- DIRECTIONS FOR THIS TASK
Reproduce the passage about Dean's list and Wizard word for word, from start to finish.

*** PASSAGE ***

I'll admit that I haven't read Wizard in, say, ten years at least, so if your basing your criticism on overlap between Dean's reading and subsequent published lists, forgive me. But back in the day when Wizard was becoming Wizard, it pimped the hell out of a bunch of crap, much to the detriment of other good stuff. For that reason, I have a pretty hard time viewing Dean's list as some sort of "Wizard List." Now, if it included, say, Harbinger, Archer and Armstrong, Deathmate, Pitt, and Prophet, I'd be inclined to agree with you.

*** GIVEN DATA ***

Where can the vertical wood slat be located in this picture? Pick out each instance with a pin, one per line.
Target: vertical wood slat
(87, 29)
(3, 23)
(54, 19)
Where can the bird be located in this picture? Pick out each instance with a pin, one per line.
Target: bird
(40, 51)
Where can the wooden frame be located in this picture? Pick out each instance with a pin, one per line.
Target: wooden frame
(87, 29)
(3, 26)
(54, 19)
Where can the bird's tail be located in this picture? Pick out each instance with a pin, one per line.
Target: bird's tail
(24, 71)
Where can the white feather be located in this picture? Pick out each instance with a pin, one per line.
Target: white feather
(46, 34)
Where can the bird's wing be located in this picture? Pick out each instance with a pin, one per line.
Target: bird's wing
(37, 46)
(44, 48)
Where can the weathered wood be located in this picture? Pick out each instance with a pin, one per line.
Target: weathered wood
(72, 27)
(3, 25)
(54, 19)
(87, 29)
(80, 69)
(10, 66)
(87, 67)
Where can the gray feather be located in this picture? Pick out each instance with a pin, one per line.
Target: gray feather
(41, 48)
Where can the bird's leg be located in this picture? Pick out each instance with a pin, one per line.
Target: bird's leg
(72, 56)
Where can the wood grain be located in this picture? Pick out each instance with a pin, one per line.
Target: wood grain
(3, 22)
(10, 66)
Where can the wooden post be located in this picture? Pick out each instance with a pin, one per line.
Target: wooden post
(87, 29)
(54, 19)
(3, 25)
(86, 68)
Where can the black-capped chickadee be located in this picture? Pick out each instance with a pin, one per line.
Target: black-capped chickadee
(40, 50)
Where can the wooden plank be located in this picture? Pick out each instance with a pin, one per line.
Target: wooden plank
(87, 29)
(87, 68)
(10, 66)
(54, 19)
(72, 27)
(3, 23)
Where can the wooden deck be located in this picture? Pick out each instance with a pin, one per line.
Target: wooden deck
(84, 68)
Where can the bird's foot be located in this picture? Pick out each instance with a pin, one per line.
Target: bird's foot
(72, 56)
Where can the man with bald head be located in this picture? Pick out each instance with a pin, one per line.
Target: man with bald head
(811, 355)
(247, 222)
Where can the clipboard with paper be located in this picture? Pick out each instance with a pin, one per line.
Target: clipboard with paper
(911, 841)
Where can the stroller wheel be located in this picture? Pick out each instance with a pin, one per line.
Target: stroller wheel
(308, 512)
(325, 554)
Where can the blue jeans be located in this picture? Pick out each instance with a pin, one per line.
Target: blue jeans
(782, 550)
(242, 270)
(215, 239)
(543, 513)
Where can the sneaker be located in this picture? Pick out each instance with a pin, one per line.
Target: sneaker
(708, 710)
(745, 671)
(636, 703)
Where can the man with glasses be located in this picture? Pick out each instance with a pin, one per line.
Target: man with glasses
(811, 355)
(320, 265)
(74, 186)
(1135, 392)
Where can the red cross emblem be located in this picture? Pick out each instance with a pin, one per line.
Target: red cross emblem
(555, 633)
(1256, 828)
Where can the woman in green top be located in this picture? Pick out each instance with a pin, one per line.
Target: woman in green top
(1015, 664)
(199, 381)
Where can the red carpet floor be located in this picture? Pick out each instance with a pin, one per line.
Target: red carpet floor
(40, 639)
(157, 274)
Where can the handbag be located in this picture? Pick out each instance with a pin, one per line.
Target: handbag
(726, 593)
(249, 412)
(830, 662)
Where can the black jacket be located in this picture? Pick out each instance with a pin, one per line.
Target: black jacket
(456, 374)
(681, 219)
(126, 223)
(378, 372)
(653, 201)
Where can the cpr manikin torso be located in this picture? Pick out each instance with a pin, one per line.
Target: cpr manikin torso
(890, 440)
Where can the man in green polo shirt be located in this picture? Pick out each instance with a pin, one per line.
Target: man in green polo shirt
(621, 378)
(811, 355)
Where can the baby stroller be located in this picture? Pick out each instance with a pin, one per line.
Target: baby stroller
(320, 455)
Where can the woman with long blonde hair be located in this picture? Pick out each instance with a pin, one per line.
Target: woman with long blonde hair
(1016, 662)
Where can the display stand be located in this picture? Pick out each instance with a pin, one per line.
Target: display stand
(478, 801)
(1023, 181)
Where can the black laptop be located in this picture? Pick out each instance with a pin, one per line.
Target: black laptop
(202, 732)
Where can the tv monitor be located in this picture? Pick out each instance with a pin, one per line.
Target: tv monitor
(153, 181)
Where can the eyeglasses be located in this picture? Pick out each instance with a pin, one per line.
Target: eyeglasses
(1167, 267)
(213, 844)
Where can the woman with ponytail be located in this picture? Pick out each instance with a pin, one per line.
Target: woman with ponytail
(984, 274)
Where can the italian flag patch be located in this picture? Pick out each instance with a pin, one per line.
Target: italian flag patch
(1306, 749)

***

- ANSWER TO THIS EXERCISE
I'll admit that I haven't read Wizard in, say, ten years at least, so if your basing your criticism on overlap between Dean's reading and subsequent published lists, forgive me. But back in the day when Wizard was becoming Wizard, it pimped the hell out of a bunch of crap, much to the detriment of other good stuff. For that reason, I have a pretty hard time viewing Dean's list as some sort of "Wizard List." Now, if it included, say, Harbinger, Archer and Armstrong, Deathmate, Pitt, and Prophet, I'd be inclined to agree with you.